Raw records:

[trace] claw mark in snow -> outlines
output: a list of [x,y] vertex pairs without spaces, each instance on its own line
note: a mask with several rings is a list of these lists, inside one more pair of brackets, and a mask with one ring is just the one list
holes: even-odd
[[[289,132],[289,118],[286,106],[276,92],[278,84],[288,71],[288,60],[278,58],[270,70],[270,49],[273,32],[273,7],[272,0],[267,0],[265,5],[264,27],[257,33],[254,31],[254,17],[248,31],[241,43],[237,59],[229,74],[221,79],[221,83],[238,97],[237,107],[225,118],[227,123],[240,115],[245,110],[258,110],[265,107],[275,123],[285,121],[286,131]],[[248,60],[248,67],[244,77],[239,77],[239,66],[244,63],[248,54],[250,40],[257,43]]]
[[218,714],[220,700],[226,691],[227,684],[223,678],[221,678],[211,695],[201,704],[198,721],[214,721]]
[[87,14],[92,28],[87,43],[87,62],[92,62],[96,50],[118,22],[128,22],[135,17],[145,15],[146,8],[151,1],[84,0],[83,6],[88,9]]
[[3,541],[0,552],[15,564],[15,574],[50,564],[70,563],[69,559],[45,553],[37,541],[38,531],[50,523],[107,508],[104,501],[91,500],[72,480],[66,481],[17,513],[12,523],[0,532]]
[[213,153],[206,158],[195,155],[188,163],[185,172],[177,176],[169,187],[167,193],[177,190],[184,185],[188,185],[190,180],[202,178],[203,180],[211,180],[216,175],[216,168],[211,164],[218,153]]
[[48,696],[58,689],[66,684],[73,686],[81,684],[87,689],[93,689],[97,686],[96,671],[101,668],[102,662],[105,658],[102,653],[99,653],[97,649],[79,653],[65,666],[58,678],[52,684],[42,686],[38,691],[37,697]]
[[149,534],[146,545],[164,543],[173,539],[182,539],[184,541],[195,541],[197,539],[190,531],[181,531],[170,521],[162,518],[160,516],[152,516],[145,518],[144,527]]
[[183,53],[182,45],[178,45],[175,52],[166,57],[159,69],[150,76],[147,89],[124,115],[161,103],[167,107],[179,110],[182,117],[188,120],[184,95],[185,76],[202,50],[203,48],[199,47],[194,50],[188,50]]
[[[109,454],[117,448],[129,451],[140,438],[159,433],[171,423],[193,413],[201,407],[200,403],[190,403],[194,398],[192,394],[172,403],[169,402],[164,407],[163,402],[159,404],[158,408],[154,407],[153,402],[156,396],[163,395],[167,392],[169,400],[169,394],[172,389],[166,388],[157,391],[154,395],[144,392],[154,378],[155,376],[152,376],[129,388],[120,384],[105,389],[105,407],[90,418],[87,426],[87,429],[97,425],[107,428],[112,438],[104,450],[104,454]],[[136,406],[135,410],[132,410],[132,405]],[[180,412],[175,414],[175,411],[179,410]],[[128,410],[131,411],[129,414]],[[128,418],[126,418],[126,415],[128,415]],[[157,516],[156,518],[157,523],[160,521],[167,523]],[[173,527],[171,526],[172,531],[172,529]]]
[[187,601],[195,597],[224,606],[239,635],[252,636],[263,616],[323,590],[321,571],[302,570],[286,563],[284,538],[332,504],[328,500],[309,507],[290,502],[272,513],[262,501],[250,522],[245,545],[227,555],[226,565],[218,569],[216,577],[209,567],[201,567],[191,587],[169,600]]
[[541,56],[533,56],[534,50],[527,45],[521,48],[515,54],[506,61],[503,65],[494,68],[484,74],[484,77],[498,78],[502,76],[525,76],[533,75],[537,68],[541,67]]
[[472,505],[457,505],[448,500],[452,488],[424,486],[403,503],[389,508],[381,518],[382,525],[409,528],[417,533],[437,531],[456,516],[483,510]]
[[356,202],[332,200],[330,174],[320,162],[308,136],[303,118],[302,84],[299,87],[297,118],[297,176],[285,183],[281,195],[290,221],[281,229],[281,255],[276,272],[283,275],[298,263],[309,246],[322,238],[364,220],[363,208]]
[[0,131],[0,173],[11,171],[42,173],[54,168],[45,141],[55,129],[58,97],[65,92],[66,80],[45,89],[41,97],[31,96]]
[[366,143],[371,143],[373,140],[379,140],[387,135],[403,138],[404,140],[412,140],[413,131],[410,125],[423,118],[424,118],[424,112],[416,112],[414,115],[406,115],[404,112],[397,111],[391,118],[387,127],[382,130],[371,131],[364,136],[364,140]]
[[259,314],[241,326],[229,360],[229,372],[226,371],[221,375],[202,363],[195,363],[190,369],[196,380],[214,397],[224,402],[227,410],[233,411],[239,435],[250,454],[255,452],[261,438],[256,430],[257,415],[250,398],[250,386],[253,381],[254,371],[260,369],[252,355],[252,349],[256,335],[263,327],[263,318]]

JOB
Quote every one of the records word for word.

ANSWER TO THE PROBLEM
[trace] claw mark in snow -> outlines
output: a list of [x,y] vertex pairs without spaces, each instance on its own line
note: a mask with several rings is a list of these lists, inside one more pair of brackets, and a mask with one ring is just the one list
holes: even-odd
[[[289,132],[289,118],[286,106],[276,92],[278,84],[288,71],[288,60],[278,58],[270,70],[270,49],[273,32],[273,7],[272,0],[267,0],[265,5],[264,27],[257,33],[254,31],[254,17],[248,31],[241,43],[237,59],[229,74],[221,79],[221,83],[238,97],[237,107],[225,118],[227,123],[240,115],[245,110],[258,110],[265,107],[275,123],[285,121],[286,131]],[[248,60],[248,67],[244,77],[239,77],[239,66],[244,63],[248,54],[250,40],[257,43]]]
[[218,714],[220,700],[226,691],[227,684],[223,678],[221,678],[211,695],[201,704],[198,721],[214,721]]
[[87,14],[92,28],[87,43],[87,62],[92,62],[96,50],[118,22],[128,22],[135,17],[145,15],[146,8],[151,1],[84,0],[83,6],[88,9]]
[[3,541],[0,552],[15,564],[15,574],[50,564],[70,563],[69,559],[45,553],[37,541],[38,531],[50,523],[107,508],[104,501],[91,500],[72,480],[66,481],[17,513],[12,523],[0,532]]
[[213,153],[206,158],[195,155],[188,163],[185,172],[177,176],[169,187],[167,193],[177,190],[184,185],[188,185],[190,180],[202,178],[203,180],[211,180],[216,175],[216,168],[211,164],[218,153]]
[[48,696],[58,689],[66,684],[73,686],[81,684],[87,689],[93,689],[97,686],[96,671],[101,668],[102,662],[105,658],[102,653],[99,653],[97,649],[79,653],[65,666],[58,678],[52,684],[42,686],[38,691],[37,697]]
[[149,534],[146,545],[164,543],[173,539],[182,539],[184,541],[195,541],[197,539],[190,531],[181,531],[170,521],[162,518],[160,516],[152,516],[145,518],[144,527]]
[[183,53],[182,45],[178,45],[175,52],[166,57],[159,69],[150,76],[147,89],[124,115],[161,103],[167,107],[179,110],[182,117],[188,120],[184,95],[185,76],[202,50],[203,48],[199,47],[194,50],[188,50]]
[[[109,454],[117,448],[129,451],[140,438],[159,433],[171,423],[193,413],[201,407],[200,403],[190,403],[194,398],[192,394],[172,403],[169,402],[164,407],[163,402],[159,404],[158,408],[154,407],[153,402],[156,396],[163,395],[167,392],[169,400],[169,394],[172,389],[166,388],[157,391],[154,395],[144,392],[154,378],[155,376],[152,376],[129,388],[120,384],[105,389],[105,407],[90,418],[87,426],[87,429],[97,425],[107,428],[112,438],[104,450],[104,454]],[[136,406],[135,410],[132,410],[132,405]],[[180,412],[175,414],[175,411],[179,410]],[[128,410],[131,411],[129,414]],[[128,418],[126,418],[126,415],[128,415]],[[157,516],[156,518],[157,523],[160,521],[167,523]],[[173,527],[171,526],[172,531],[172,529]]]
[[187,601],[195,597],[224,606],[239,635],[252,636],[263,616],[323,590],[321,571],[302,570],[286,563],[284,538],[332,504],[328,500],[309,507],[290,502],[272,513],[262,501],[250,522],[245,545],[227,555],[226,565],[218,569],[216,577],[209,567],[201,567],[191,587],[169,600]]
[[541,56],[533,56],[534,50],[527,45],[521,48],[515,54],[506,61],[503,65],[494,68],[484,74],[484,77],[498,78],[502,76],[525,76],[533,75],[537,68],[541,67]]
[[472,505],[457,505],[448,500],[452,488],[424,486],[403,503],[389,508],[381,518],[382,525],[409,528],[417,533],[437,531],[456,516],[483,510]]
[[356,202],[332,200],[330,174],[320,162],[308,136],[303,118],[302,84],[299,87],[297,118],[297,176],[285,183],[281,195],[290,221],[281,229],[281,255],[276,272],[283,275],[298,263],[309,246],[322,238],[364,220],[363,208]]
[[0,131],[0,173],[11,171],[42,173],[54,168],[45,141],[55,129],[58,97],[65,92],[66,80],[45,89],[41,97],[31,96]]
[[366,143],[371,143],[373,140],[379,140],[387,135],[403,138],[404,140],[412,140],[413,131],[410,125],[423,118],[424,118],[424,112],[416,112],[414,115],[406,115],[404,112],[397,111],[391,118],[387,127],[382,130],[371,131],[364,136],[364,140]]
[[259,314],[241,326],[229,360],[229,372],[226,371],[221,375],[202,363],[195,363],[190,369],[196,380],[214,397],[224,402],[227,410],[233,411],[239,435],[250,454],[255,452],[261,438],[256,430],[257,415],[250,398],[250,386],[253,381],[254,371],[260,369],[252,355],[252,349],[256,335],[263,327],[263,318]]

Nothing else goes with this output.